# Buck Bros Crank Neck Paring Chisels



## b2rtch (Jan 20, 2010)

Does any one of you have experience with these chisels?

Buck Bros Crank Neck Paring Chisels
http://www.craftsmanstudio.com/html_p/C!007PB.htm

Buck Bros. Bench Chisels
http://www.craftsmanstudio.com/html_p/C!00730.htm

These are not your Home Depot chisels.
The story is that they were made in the 50"s but never finished. 
They are now finished and sold by Craftsman's studio.
I bought a set of Crank Neck Paring Chisels


----------



## rafaelsmall94 (Nov 17, 2012)

I will say that it will be a good try with something to experiment with. Did you buy it?


----------



## b2rtch (Jan 20, 2010)

rafaelsmall94, yes I bough a set of Crank Neck Paring Chisels. 
I should have them by the end of the week.


----------



## jdmaher (May 4, 2011)

Bert,

Will you provide a review after you get them?


----------



## b2rtch (Jan 20, 2010)

I do not think that I am qualified to review chisels.
I use chisels but I am not a chisels specialist. I cannot say if the steel is soft or not and so on.
I know someone who bought same chisels and the straight paring chisels and who is every qualify to write a review but I doubt that he will find the time to do it.
I bought these chisels mostly for history.
These chisels are no longer made since the 50's, I believe, and most likely they will never be made again, this is why I bought them, of course I shall use them but this is not my main motivation for buying them.
I am thinking about buying a set of straight paring chiles for the same reason.
I am tools collector more than a real user.
I just love tools, the objects.


----------



## RB61 (Nov 30, 2012)

I was looking at these a few month ago. I emailed them and asked how they compared to Sorby and Henry Taylor. There answer was "not as thin a blade or as flexible, but excellent for the money".


----------



## Loren (May 30, 2008)

I have 3 of those I found at an estate sale. I like them a lot,
but you don't pound on a crank neck chisel so the edges
are only used in hand-pushed cuts and hold up well.

When you need them, they are great to have.


----------

### SHORT EXERCISE 1
From the thread about Buck Bros crank neck paring chisels, extract the passage from "I do not think" up to and including "a real user.".
### SHORT EXERCISE 2
In the chisel thread, how did the seller answer when RB61 asked how these chisels compared to Sorby and Henry Taylor?
### SHORT EXERCISE 3
List every username that posts in the chisel thread.

### DATA ROWS
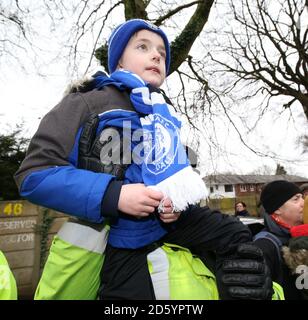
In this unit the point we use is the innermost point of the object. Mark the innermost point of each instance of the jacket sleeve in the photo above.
(48, 175)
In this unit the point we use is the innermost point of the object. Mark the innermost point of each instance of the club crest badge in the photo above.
(161, 148)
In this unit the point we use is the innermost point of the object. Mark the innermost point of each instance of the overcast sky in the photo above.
(27, 96)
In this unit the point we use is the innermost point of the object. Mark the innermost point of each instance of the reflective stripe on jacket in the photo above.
(8, 288)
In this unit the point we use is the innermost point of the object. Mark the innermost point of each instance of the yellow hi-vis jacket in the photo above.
(8, 288)
(72, 270)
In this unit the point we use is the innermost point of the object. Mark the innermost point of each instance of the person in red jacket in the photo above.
(283, 219)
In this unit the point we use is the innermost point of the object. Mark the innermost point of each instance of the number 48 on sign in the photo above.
(13, 209)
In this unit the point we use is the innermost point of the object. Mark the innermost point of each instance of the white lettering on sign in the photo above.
(19, 224)
(17, 238)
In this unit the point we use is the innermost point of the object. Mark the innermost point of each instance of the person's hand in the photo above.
(246, 276)
(90, 154)
(138, 200)
(166, 211)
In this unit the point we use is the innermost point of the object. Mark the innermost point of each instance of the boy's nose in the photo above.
(156, 55)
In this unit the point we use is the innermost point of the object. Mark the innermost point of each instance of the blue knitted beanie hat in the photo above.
(121, 35)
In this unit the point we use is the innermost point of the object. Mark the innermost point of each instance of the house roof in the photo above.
(250, 179)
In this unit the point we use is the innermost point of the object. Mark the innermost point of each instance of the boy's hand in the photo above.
(139, 201)
(246, 276)
(167, 214)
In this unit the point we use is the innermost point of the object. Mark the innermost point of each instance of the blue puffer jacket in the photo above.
(49, 177)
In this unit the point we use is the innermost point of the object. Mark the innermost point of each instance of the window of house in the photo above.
(228, 188)
(243, 188)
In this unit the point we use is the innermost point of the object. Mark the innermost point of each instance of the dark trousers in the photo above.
(125, 272)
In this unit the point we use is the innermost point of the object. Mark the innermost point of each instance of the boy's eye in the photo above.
(142, 46)
(163, 54)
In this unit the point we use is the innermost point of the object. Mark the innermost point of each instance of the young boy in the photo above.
(157, 199)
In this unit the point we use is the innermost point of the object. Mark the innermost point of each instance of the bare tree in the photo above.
(267, 50)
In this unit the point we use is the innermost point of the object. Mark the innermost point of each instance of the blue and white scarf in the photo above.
(165, 166)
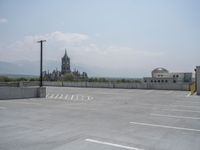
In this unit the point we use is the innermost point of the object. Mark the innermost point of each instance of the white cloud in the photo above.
(82, 51)
(3, 20)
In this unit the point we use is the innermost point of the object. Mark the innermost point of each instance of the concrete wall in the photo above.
(21, 92)
(142, 85)
(198, 79)
(19, 84)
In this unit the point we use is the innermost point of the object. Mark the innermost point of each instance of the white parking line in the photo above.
(169, 92)
(148, 91)
(72, 97)
(56, 96)
(47, 95)
(51, 96)
(61, 96)
(66, 96)
(189, 94)
(182, 110)
(2, 107)
(164, 126)
(171, 116)
(90, 98)
(112, 144)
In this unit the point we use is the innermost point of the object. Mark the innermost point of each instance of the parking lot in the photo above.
(101, 119)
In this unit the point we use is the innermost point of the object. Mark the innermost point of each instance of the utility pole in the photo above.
(41, 55)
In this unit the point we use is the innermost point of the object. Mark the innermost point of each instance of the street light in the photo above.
(41, 47)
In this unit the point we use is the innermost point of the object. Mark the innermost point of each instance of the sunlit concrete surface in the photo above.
(101, 119)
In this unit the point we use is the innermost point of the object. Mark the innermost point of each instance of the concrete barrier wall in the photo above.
(161, 86)
(22, 92)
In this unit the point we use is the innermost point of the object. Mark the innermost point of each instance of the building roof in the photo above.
(160, 70)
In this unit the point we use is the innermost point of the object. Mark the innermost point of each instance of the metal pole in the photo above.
(41, 60)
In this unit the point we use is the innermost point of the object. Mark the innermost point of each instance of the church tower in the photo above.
(65, 66)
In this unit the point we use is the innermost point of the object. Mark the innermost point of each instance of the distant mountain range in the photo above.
(32, 68)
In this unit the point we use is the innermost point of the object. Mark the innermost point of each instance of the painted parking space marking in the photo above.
(164, 126)
(61, 96)
(73, 97)
(57, 96)
(172, 116)
(169, 92)
(112, 144)
(66, 96)
(51, 96)
(181, 110)
(148, 91)
(3, 107)
(47, 95)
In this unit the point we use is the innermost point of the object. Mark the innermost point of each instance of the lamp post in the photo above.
(41, 55)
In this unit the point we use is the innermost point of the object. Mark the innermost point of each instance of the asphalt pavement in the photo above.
(101, 119)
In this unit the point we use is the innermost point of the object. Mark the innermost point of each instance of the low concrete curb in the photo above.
(22, 92)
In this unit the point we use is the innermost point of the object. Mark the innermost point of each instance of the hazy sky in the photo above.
(121, 38)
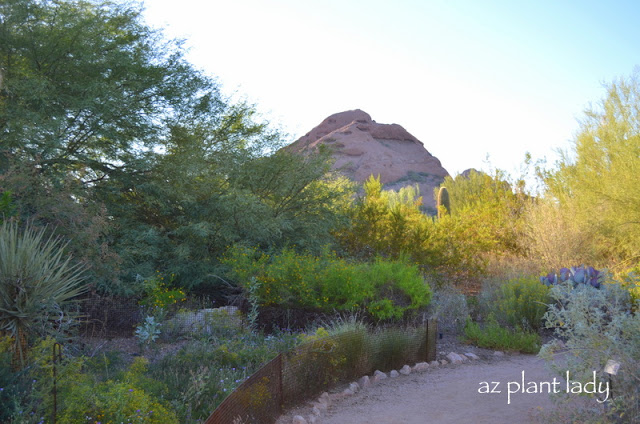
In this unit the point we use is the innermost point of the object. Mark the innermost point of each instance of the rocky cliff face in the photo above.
(362, 147)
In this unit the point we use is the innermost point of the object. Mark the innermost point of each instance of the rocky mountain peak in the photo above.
(362, 147)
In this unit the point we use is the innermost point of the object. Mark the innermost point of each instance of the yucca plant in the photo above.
(36, 281)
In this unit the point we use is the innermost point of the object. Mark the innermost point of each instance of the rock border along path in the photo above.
(445, 391)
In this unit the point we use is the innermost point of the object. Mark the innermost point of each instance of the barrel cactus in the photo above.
(576, 275)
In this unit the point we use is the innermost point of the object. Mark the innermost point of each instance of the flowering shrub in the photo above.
(384, 288)
(117, 401)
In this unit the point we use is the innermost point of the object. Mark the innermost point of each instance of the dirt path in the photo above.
(450, 394)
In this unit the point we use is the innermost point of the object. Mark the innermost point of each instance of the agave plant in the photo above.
(36, 281)
(577, 275)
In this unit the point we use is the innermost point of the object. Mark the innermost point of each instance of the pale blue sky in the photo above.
(469, 78)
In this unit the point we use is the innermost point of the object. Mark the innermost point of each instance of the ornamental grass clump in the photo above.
(37, 281)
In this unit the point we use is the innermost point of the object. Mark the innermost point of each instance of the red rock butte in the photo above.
(361, 147)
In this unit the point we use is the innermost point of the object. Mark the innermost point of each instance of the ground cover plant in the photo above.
(383, 289)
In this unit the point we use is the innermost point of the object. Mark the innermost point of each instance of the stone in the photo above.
(378, 375)
(354, 387)
(324, 398)
(454, 358)
(364, 382)
(362, 147)
(420, 366)
(472, 356)
(321, 406)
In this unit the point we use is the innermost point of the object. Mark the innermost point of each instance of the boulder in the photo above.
(361, 147)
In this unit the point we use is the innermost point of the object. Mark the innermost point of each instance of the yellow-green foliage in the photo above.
(494, 336)
(522, 302)
(384, 288)
(111, 401)
(598, 180)
(82, 399)
(489, 206)
(391, 224)
(159, 294)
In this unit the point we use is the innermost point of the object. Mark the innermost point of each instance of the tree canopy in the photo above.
(114, 141)
(599, 179)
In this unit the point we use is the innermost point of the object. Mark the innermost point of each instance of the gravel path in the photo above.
(449, 394)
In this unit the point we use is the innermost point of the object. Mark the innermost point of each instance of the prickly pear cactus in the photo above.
(576, 275)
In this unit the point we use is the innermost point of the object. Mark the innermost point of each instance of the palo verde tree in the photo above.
(598, 180)
(112, 138)
(488, 204)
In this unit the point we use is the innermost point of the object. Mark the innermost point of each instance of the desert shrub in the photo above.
(598, 325)
(391, 347)
(129, 398)
(37, 281)
(204, 372)
(492, 335)
(383, 288)
(450, 308)
(522, 302)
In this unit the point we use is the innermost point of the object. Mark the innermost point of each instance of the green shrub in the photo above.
(126, 400)
(450, 308)
(522, 302)
(384, 288)
(204, 372)
(493, 336)
(36, 281)
(598, 325)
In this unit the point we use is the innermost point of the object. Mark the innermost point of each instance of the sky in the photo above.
(472, 79)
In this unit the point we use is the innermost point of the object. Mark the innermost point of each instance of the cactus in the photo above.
(578, 275)
(443, 202)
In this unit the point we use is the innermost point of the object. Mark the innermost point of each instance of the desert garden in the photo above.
(159, 244)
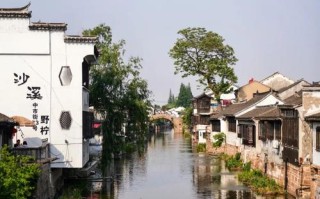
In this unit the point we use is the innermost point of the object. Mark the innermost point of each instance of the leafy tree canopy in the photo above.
(185, 96)
(117, 92)
(18, 175)
(203, 53)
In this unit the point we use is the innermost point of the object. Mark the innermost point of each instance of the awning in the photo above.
(96, 125)
(22, 121)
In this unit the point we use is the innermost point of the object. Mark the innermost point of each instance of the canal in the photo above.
(171, 169)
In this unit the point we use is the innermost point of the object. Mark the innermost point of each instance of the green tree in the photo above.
(185, 96)
(117, 92)
(187, 114)
(171, 99)
(203, 53)
(18, 175)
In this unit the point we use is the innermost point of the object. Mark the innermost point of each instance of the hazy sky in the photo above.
(267, 36)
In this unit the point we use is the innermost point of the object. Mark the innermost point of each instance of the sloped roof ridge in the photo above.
(21, 12)
(275, 73)
(292, 85)
(80, 39)
(47, 26)
(235, 108)
(200, 95)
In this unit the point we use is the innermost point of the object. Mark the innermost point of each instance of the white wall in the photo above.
(40, 55)
(315, 154)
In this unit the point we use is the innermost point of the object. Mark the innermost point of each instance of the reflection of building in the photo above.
(45, 79)
(277, 131)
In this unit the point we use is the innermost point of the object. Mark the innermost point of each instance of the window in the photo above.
(318, 138)
(262, 131)
(205, 103)
(241, 130)
(249, 135)
(270, 130)
(290, 131)
(216, 125)
(232, 124)
(277, 129)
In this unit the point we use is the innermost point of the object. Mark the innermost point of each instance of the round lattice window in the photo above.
(65, 76)
(65, 120)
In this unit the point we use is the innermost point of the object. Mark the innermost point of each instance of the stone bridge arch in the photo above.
(176, 121)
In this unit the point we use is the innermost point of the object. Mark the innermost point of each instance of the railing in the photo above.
(38, 154)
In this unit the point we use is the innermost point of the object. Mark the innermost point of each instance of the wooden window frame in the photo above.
(318, 139)
(232, 124)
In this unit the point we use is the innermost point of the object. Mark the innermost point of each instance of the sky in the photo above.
(267, 36)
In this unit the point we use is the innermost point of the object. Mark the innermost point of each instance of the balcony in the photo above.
(38, 154)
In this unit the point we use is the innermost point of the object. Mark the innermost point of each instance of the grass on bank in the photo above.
(254, 178)
(260, 183)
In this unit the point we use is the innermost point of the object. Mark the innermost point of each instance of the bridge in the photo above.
(176, 121)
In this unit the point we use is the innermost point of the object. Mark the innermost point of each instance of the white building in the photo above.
(44, 77)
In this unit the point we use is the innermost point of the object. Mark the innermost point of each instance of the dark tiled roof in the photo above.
(47, 26)
(262, 112)
(80, 39)
(291, 85)
(200, 96)
(217, 113)
(234, 108)
(4, 118)
(295, 99)
(22, 12)
(314, 117)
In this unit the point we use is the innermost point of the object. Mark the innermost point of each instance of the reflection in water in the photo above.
(171, 169)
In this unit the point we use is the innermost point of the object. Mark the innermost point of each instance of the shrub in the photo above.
(18, 175)
(201, 147)
(234, 162)
(219, 139)
(259, 182)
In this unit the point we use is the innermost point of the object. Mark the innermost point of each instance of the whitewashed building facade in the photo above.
(44, 78)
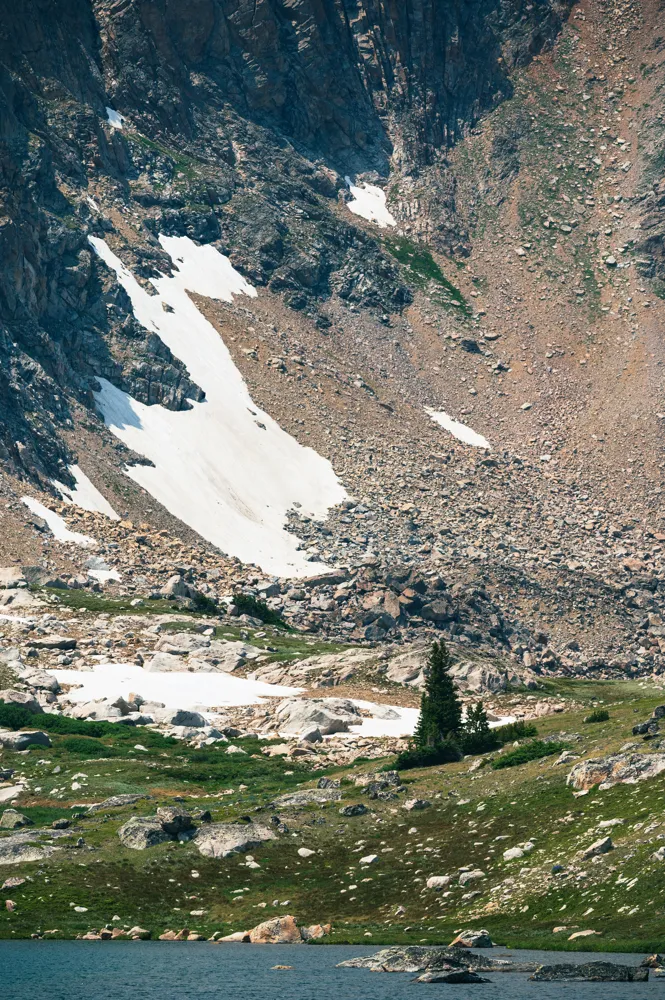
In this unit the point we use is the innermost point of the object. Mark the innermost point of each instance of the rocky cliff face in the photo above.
(250, 105)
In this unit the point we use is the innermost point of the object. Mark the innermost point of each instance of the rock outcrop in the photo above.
(617, 769)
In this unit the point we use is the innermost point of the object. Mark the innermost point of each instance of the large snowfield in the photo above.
(85, 494)
(191, 691)
(224, 467)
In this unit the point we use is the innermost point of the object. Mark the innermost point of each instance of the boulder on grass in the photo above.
(279, 930)
(220, 840)
(13, 820)
(141, 832)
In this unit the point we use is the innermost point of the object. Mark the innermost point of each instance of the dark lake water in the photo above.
(85, 970)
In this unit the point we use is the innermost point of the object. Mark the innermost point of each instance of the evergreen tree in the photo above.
(477, 736)
(440, 708)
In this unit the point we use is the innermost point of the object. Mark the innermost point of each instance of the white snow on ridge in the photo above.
(458, 429)
(59, 529)
(224, 467)
(369, 202)
(85, 495)
(114, 118)
(191, 691)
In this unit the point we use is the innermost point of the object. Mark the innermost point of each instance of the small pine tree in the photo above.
(477, 736)
(476, 723)
(440, 708)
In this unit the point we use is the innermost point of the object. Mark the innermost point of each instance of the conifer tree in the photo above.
(477, 733)
(440, 708)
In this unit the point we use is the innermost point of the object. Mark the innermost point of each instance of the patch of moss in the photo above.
(423, 270)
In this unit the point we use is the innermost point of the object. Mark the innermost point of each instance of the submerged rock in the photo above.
(418, 958)
(457, 976)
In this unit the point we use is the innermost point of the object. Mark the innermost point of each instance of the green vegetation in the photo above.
(473, 818)
(247, 604)
(598, 715)
(441, 736)
(423, 272)
(529, 751)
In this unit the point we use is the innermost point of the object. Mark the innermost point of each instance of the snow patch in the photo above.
(224, 467)
(114, 118)
(190, 691)
(58, 528)
(369, 202)
(84, 494)
(392, 720)
(458, 429)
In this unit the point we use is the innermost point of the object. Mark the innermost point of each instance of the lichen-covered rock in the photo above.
(279, 930)
(472, 939)
(141, 832)
(13, 820)
(219, 840)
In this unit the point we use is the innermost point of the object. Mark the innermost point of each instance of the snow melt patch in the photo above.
(458, 429)
(84, 494)
(395, 721)
(57, 526)
(369, 202)
(190, 691)
(224, 467)
(114, 118)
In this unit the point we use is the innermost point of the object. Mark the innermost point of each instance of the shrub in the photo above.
(598, 715)
(476, 736)
(514, 731)
(444, 752)
(247, 604)
(529, 751)
(84, 747)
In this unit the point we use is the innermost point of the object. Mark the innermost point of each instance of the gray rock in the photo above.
(601, 846)
(590, 972)
(141, 832)
(307, 796)
(453, 978)
(20, 698)
(21, 741)
(616, 769)
(356, 809)
(16, 852)
(328, 715)
(220, 840)
(13, 820)
(53, 642)
(174, 820)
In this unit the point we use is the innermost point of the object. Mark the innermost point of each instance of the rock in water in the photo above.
(473, 939)
(455, 977)
(590, 972)
(280, 930)
(219, 840)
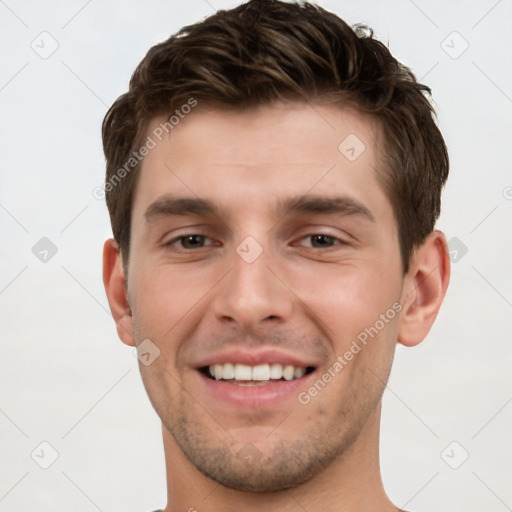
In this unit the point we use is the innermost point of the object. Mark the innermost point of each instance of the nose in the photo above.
(252, 293)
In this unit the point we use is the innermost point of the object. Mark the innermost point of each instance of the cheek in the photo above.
(351, 298)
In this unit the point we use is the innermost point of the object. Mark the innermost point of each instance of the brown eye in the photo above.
(192, 241)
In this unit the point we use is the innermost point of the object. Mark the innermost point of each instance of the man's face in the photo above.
(298, 257)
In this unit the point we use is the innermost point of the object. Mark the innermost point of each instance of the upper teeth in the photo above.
(259, 372)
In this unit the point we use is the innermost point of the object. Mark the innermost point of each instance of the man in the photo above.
(273, 181)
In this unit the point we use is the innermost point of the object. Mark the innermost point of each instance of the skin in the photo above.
(307, 295)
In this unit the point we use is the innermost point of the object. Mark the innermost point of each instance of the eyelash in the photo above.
(183, 237)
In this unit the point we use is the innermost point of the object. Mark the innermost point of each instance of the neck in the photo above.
(352, 482)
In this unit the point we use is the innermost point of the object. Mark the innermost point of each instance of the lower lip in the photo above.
(258, 397)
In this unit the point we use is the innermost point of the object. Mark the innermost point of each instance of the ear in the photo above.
(117, 294)
(424, 289)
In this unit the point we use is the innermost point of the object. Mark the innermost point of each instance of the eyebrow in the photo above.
(313, 204)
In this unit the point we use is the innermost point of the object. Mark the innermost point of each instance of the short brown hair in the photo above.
(268, 50)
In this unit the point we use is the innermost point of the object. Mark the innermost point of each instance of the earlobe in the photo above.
(115, 287)
(424, 289)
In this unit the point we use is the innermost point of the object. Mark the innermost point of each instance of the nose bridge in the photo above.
(252, 292)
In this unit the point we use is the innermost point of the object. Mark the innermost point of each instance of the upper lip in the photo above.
(255, 357)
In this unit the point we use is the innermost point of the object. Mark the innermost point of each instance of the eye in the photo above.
(321, 240)
(191, 241)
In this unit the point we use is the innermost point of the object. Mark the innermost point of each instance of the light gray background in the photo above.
(67, 380)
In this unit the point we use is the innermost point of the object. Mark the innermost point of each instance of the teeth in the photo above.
(243, 372)
(288, 372)
(228, 371)
(276, 371)
(261, 372)
(299, 372)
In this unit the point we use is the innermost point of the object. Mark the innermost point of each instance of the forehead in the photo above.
(248, 159)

### RESULT 1
I do not think that I am qualified to review chisels.
I use chisels but I am not a chisels specialist. I cannot say if the steel is soft or not and so on.
I know someone who bought same chisels and the straight paring chisels and who is every qualify to write a review but I doubt that he will find the time to do it.
I bought these chisels mostly for history.
These chisels are no longer made since the 50's, I believe, and most likely they will never be made again, this is why I bought them, of course I shall use them but this is not my main motivation for buying them.
I am thinking about buying a set of straight paring chiles for the same reason.
I am tools collector more than a real user.

### RESULT 2
"not as thin a blade or as flexible, but excellent for the money"

### RESULT 3
b2rtch, rafaelsmall94, jdmaher, RB61, Loren